== EXTRACTED INFORMATION

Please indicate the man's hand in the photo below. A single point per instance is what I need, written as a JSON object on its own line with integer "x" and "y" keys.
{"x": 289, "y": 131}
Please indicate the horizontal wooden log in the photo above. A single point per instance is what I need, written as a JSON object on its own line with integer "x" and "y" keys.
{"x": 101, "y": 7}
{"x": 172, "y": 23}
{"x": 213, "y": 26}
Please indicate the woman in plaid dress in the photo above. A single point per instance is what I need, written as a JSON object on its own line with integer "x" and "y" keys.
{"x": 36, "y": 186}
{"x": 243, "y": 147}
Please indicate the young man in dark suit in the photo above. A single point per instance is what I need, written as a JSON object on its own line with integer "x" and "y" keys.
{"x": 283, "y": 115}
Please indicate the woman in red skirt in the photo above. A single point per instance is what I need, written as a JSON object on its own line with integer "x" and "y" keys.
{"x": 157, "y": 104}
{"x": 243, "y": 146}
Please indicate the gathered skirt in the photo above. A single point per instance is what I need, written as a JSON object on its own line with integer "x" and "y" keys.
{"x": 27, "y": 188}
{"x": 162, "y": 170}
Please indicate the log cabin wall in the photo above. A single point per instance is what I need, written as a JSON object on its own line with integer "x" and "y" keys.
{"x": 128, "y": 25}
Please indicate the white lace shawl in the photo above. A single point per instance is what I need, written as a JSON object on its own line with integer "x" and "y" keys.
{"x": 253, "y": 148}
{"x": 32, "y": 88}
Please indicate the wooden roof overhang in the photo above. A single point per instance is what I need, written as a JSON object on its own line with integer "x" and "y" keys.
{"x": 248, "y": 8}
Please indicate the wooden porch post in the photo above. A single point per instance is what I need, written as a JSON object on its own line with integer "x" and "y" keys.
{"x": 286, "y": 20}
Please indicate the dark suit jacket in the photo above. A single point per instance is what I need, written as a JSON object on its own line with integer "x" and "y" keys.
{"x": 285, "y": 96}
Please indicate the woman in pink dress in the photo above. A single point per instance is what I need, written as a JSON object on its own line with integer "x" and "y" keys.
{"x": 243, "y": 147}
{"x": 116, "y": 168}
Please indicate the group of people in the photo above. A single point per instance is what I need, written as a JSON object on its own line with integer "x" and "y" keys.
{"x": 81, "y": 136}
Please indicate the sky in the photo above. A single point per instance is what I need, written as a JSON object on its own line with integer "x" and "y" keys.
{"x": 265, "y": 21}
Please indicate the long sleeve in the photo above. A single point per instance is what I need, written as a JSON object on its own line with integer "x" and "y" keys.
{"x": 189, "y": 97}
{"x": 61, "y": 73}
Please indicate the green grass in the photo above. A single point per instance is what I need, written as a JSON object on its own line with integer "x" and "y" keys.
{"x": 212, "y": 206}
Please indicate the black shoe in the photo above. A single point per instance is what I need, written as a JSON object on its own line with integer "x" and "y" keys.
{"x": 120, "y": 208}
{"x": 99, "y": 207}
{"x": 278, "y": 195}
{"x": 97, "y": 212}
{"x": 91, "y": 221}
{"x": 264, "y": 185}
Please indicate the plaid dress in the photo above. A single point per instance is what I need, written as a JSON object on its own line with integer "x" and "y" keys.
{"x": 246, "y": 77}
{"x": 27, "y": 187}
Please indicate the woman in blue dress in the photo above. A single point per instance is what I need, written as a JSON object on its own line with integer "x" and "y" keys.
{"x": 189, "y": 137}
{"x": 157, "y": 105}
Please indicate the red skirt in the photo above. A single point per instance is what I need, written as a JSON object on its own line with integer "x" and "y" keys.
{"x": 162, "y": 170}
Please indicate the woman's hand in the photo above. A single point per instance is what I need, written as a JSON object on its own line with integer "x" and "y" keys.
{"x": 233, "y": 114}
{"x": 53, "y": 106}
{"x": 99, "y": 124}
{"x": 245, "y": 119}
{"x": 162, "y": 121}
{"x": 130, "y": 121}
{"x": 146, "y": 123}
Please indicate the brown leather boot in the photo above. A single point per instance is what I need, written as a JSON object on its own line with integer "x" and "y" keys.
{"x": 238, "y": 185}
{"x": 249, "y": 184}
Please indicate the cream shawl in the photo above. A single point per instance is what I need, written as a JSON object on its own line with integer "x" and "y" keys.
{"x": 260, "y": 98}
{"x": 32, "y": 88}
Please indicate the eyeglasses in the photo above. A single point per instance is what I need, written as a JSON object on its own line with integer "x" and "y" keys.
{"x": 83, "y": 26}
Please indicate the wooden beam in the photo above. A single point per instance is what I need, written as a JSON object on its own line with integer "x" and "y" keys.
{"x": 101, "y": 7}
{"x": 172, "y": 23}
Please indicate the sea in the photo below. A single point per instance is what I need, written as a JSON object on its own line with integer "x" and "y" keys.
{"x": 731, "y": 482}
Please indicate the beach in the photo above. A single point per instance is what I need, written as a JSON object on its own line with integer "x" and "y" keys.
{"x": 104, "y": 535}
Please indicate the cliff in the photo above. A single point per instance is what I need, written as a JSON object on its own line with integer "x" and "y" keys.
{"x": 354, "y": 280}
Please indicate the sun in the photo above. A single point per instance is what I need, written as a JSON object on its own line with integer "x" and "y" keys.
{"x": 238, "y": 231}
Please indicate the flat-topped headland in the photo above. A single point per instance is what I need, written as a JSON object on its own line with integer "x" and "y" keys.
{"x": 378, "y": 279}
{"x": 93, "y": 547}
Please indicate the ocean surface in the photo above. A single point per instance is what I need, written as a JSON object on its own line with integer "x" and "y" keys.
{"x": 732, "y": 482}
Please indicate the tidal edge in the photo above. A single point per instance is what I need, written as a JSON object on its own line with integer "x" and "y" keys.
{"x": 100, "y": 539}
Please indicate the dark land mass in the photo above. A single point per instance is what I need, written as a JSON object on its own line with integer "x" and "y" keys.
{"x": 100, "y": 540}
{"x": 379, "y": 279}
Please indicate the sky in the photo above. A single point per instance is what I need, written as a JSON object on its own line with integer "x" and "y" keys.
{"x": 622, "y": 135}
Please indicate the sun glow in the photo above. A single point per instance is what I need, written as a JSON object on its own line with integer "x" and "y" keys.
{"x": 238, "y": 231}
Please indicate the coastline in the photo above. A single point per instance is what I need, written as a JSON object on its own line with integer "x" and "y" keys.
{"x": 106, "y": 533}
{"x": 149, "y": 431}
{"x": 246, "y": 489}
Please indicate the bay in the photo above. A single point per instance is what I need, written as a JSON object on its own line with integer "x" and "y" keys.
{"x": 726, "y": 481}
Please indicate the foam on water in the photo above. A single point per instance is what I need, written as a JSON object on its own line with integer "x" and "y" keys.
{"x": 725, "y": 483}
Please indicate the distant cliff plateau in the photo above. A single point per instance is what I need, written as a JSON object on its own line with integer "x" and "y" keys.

====

▸ BRIEF: A faithful retyping of every entry above is the task.

▸ WRITTEN ANSWER:
Please indicate the man's hand in the photo below. A single point per instance is what I need, written as a JSON object on its own line with integer "x" and "y" keys.
{"x": 289, "y": 131}
Please indicate the horizontal wooden log in the photo above. A single point per instance is what I need, written as a JSON object on its own line with integer "x" and "y" keys.
{"x": 101, "y": 7}
{"x": 172, "y": 23}
{"x": 213, "y": 26}
Please indicate the woman in plaid dress in the photo above. A single point per instance is what I need, written as a JSON object on its own line with integer "x" and "y" keys.
{"x": 36, "y": 186}
{"x": 243, "y": 147}
Please indicate the young man in dark suit in the photo above. A single point per instance is what I need, written as a JSON object on its own line with integer "x" and "y" keys.
{"x": 283, "y": 115}
Please indicate the woman in red skirt in the photo above. A single point per instance is what I need, written as a JSON object on its own line with integer "x" and "y" keys.
{"x": 157, "y": 104}
{"x": 243, "y": 146}
Please indicate the gathered skirt in the photo above. A single point per instance is what I need, written as a JSON object on its own line with integer "x" and "y" keys.
{"x": 27, "y": 188}
{"x": 162, "y": 170}
Please indicate the log cabin wall in the photo above. A single point per instance is what I need, written as a JSON object on its own line with integer "x" and "y" keys.
{"x": 128, "y": 25}
Please indicate the white lace shawl in the photo above. A single point per instance is what I need, written as a JSON object on its own line with integer "x" and "y" keys.
{"x": 253, "y": 148}
{"x": 32, "y": 88}
Please indicate the wooden roof overhang in the photo above. A single point per instance is what I need, written as a JSON object on its own line with integer "x" and "y" keys.
{"x": 248, "y": 8}
Please indicate the wooden porch post in the photo above. A single point per instance is what I need, written as a JSON object on its own line with integer "x" and "y" keys.
{"x": 286, "y": 20}
Please indicate the dark suit jacket in the photo above. A single point per instance is what I need, written as a JSON object on its own line with integer "x" and "y" keys.
{"x": 285, "y": 96}
Please indicate the woman in pink dress in the photo above. A single point per instance is what I need, written as a JSON object on its own line with integer "x" and "y" keys.
{"x": 243, "y": 147}
{"x": 116, "y": 168}
Please indicate the group of people in the photo above. A single point per instance is what I need, written as a JSON object on its own line with integer "x" and "y" keys.
{"x": 81, "y": 136}
Please indicate the sky in the photo above. A single point per instance is what I need, written as a JSON object on its own line with integer "x" and "y" keys.
{"x": 265, "y": 21}
Please indicate the long sleeve in the photo above. A single point per instance is what I need, written as a JSON object on its own line with integer "x" and "y" keys.
{"x": 189, "y": 97}
{"x": 61, "y": 73}
Please indicate the green grass in the photo above. A single point per instance is what I need, written as a JSON object on its own line with integer "x" and "y" keys.
{"x": 212, "y": 206}
Please indicate the black shoe in the photo above. A single point per instance is what I need, written as a JSON object on its own line with integer "x" and "y" keys.
{"x": 120, "y": 208}
{"x": 99, "y": 207}
{"x": 278, "y": 195}
{"x": 97, "y": 212}
{"x": 91, "y": 221}
{"x": 264, "y": 185}
Please indicate the plaid dress in the photo above. A single point per instance is what I need, written as a JSON object on its own line with integer "x" and "y" keys.
{"x": 246, "y": 77}
{"x": 27, "y": 187}
Please indicate the woman in blue dress in the photo above. A single point per instance is what I need, written as a JSON object on its own line with integer "x" and "y" keys.
{"x": 189, "y": 137}
{"x": 157, "y": 105}
Please indicate the red skirt in the photo above. A single point per instance is what I need, written as a JSON object on its own line with integer "x" and "y" keys.
{"x": 162, "y": 170}
Please indicate the woman's hand in the photo above. A single point per instance is what I need, written as a JSON object on its own line with integer "x" and "y" keys.
{"x": 233, "y": 114}
{"x": 53, "y": 106}
{"x": 99, "y": 124}
{"x": 245, "y": 119}
{"x": 162, "y": 121}
{"x": 130, "y": 121}
{"x": 146, "y": 123}
Please indicate the brown leather boot in the photo above. A single point per instance is what I need, written as a JSON object on its own line with integer "x" and "y" keys.
{"x": 238, "y": 185}
{"x": 249, "y": 184}
Please indicate the cream shawl in the photo above. A single point per instance is what I need, written as a JSON object on its own line with integer "x" and "y" keys.
{"x": 260, "y": 98}
{"x": 32, "y": 88}
Please indicate the eyeglasses in the photo above. A single point per instance is what I need, written as a JSON object on its own line with integer "x" and "y" keys.
{"x": 83, "y": 26}
Please indicate the wooden beam in the photo above. A single point per instance is what I need, written as a JSON object on its own line with integer "x" and "y" keys.
{"x": 101, "y": 7}
{"x": 172, "y": 23}
Please indicate the sea in the photo below. A single point per instance is what I need, written as a JSON object on its own line with integer "x" and "y" keys.
{"x": 731, "y": 482}
Please indicate the beach in the photo above. A single point per instance is what I need, written as a JSON object on its own line with integer "x" and "y" keys.
{"x": 104, "y": 535}
Please indicate the cliff in the photo above. A single point per instance is what I need, written as a JSON object on its own line with integer "x" and "y" keys.
{"x": 354, "y": 280}
Please indicate the sun in the photo above. A single point per instance is what I need, written as a JSON object on its own line with integer "x" and "y" keys.
{"x": 238, "y": 231}
Please indicate the flat-topped headland in the photo above. A single point per instance is what I need, written as a JSON object on its own line with integer "x" and "y" keys.
{"x": 378, "y": 279}
{"x": 93, "y": 547}
Please indicate the ocean surface in the photo above. A single point per instance is what I need, written as a JSON object on its own line with integer "x" and "y" keys.
{"x": 732, "y": 482}
Please indicate the tidal edge in the photo above. A single point per instance is what I need, written as a JSON object on its own line with integer "x" and "y" keys.
{"x": 100, "y": 539}
Please indicate the dark land mass in the photo above. A single point per instance is what I need, written as a JSON object on its own line with integer "x" and "y" keys.
{"x": 100, "y": 540}
{"x": 379, "y": 279}
Please indicate the sky in the photo above. A single point per instance is what I need, written as a JSON object on its own line with integer "x" and "y" keys.
{"x": 622, "y": 135}
Please indicate the sun glow in the photo above. A single point per instance is what I need, written as a JSON object on its own line with integer "x" and "y" keys.
{"x": 238, "y": 231}
Please indicate the coastline in the photo above. A single point per instance is what I need, written as a JSON object on its own line with integer "x" and "y" keys.
{"x": 106, "y": 533}
{"x": 149, "y": 431}
{"x": 246, "y": 489}
Please indicate the bay in the photo above. A single point per instance is what I need, written as a JSON object on its own line with integer "x" and "y" keys.
{"x": 726, "y": 481}
Please indicate the foam on water in the photo above. A single point per instance is what I need, written as a JSON object on its own line with integer "x" and "y" keys.
{"x": 725, "y": 483}
Please indicate the distant cliff plateau in the photo above. A single point per instance is what I need, written as a JSON object on its own line with integer "x" and "y" keys.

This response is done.